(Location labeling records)
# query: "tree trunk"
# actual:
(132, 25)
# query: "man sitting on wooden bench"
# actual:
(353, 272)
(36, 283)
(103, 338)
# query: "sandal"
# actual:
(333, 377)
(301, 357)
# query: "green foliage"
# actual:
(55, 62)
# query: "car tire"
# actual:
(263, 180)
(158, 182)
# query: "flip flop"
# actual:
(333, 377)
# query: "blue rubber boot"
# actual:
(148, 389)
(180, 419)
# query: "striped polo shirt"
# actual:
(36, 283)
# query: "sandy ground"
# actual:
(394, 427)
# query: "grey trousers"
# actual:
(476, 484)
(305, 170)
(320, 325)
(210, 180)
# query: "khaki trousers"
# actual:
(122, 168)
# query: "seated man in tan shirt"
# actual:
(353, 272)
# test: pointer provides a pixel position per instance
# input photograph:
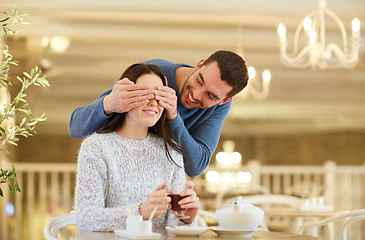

• **TASK STATEMENT**
From the items above, pull out every line that contains the string "query" and copy each one in its original order.

• **WRITTEN REPLY**
# query: "tree trunk"
# query: "man sitting on wooden bench"
# query: "sandal"
# query: "green foliage"
# query: "car tire"
# query: "flip flop"
# query: "blue rubber boot"
# query: "striped polo shirt"
# query: "sandy ground"
# query: "grey trousers"
# query: "khaki trousers"
# query: "seated man in tan shirt"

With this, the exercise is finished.